GIVEN INFORMATION section start

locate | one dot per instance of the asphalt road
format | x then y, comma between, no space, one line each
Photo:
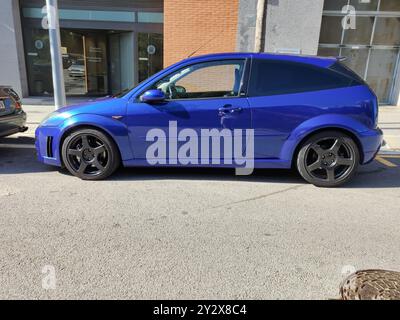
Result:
189,234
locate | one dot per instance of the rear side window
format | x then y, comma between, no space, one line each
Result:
345,71
270,77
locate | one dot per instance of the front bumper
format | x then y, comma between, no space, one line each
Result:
47,141
371,142
13,123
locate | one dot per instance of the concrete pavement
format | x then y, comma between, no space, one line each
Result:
188,233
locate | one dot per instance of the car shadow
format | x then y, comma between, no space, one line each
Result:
206,174
18,156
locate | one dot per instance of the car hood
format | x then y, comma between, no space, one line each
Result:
107,106
91,106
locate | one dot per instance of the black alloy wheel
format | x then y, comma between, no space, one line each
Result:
328,159
90,154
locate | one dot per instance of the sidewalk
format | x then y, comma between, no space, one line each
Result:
389,121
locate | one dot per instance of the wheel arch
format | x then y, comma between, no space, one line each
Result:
330,128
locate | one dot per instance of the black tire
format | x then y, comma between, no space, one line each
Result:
90,154
328,159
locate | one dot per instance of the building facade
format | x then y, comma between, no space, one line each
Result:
111,45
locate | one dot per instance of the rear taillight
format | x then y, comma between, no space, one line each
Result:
375,111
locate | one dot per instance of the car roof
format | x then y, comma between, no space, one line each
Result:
324,62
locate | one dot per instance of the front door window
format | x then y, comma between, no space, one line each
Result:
216,79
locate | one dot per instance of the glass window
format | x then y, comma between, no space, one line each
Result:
150,49
356,59
362,34
387,32
277,77
381,72
331,30
204,80
390,5
369,5
328,52
336,5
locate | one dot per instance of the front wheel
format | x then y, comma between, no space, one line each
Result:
328,159
90,154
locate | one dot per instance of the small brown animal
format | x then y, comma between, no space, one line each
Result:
371,285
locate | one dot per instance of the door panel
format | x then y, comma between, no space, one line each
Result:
194,114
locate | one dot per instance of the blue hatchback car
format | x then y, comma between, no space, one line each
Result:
281,111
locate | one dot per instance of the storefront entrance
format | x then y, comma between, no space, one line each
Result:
95,62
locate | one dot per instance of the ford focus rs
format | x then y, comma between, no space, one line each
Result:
308,113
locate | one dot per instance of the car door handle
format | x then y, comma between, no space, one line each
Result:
229,109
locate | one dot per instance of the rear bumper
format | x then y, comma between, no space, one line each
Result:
371,142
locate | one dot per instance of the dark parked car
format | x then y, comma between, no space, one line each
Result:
12,117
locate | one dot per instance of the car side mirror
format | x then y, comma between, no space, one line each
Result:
153,96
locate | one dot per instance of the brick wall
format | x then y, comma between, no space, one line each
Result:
189,24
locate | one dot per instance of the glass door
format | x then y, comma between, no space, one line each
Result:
150,47
96,63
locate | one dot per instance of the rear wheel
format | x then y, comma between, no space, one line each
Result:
90,154
328,159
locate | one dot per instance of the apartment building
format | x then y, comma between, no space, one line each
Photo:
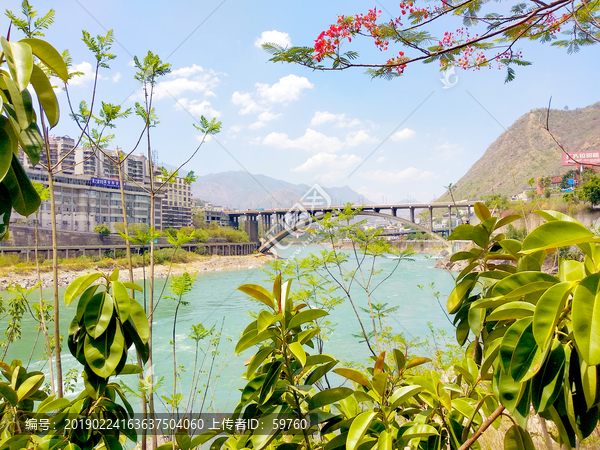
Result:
87,190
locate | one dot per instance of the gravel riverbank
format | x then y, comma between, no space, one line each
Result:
206,264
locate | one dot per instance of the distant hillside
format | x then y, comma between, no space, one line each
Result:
526,150
240,190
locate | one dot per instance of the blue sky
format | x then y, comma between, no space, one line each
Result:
388,140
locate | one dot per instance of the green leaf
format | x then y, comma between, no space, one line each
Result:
20,61
52,405
45,95
417,362
512,311
9,394
122,300
547,384
522,283
512,246
550,216
6,153
460,292
355,375
78,285
517,438
252,338
510,340
358,428
462,233
384,442
526,359
328,397
547,312
399,359
306,316
97,314
506,220
271,379
264,320
25,199
5,211
103,355
586,319
482,211
402,394
131,369
29,386
298,351
259,293
570,270
139,319
318,373
556,234
419,431
49,56
258,359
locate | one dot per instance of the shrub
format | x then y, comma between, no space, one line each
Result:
102,229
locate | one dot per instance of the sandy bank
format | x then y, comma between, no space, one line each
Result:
207,264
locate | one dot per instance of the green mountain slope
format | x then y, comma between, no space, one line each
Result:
527,150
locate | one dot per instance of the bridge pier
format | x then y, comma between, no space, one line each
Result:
430,219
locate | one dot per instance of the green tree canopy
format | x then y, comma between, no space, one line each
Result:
478,34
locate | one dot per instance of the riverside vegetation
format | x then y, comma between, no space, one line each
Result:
530,339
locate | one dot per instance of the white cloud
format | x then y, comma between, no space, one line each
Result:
322,117
390,176
403,135
359,137
315,141
448,151
273,37
187,79
311,141
285,90
87,77
263,118
328,162
197,108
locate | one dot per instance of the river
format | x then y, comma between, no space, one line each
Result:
216,301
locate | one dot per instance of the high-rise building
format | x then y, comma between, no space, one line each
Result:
87,190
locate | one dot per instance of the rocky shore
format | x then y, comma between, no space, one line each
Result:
208,264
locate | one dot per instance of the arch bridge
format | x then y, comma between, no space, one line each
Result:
277,224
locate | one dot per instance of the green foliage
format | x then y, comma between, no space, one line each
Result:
102,230
497,202
518,234
23,65
534,329
590,192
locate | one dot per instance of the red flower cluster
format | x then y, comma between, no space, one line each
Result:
330,40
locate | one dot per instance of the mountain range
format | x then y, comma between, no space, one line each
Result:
527,150
242,190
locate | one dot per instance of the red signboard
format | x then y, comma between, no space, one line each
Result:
577,158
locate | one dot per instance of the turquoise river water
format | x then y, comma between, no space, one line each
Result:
216,301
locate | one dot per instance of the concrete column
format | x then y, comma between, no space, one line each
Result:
430,218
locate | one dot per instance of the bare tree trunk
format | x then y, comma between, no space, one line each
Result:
151,305
547,438
54,270
42,317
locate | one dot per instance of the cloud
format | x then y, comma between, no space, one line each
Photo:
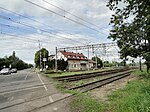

GIVEN INFORMATION section end

EXERCISE DESCRIPTION: Each line of the records with the word "building" in it is to be copied.

TASK SOLUTION:
locate | one dot per instance of the building facade
locate | one dot per instance of the apartment building
locate | one dot per instance of the high-rise building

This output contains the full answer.